Data supplied: Begin

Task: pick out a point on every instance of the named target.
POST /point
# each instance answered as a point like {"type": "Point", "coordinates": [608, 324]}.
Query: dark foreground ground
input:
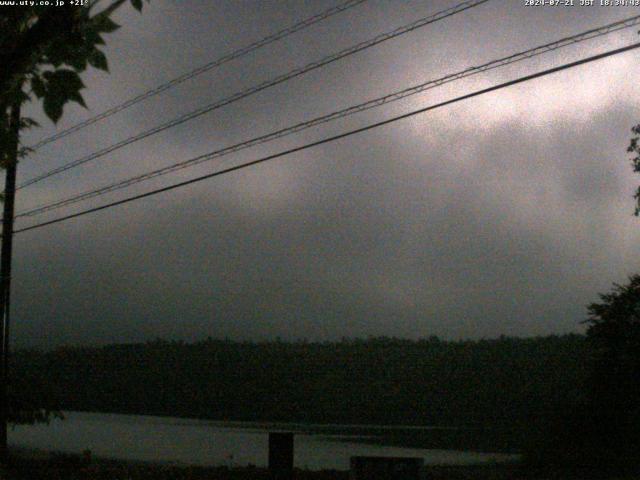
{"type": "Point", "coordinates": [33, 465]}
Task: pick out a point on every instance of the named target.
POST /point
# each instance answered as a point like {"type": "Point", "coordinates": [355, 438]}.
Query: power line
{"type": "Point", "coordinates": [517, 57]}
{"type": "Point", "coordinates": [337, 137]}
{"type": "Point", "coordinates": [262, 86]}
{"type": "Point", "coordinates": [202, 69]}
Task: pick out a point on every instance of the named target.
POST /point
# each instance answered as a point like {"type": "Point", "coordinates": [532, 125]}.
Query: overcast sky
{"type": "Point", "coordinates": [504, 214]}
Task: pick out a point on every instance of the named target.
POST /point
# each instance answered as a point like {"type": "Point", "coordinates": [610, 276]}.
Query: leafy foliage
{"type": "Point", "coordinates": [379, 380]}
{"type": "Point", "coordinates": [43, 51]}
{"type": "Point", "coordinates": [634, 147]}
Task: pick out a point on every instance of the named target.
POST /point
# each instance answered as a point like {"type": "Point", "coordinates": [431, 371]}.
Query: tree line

Data supplied: End

About this task: Some lines of the records may hold the word "like". How many do? Answer with a number and nothing else.

Reply: 5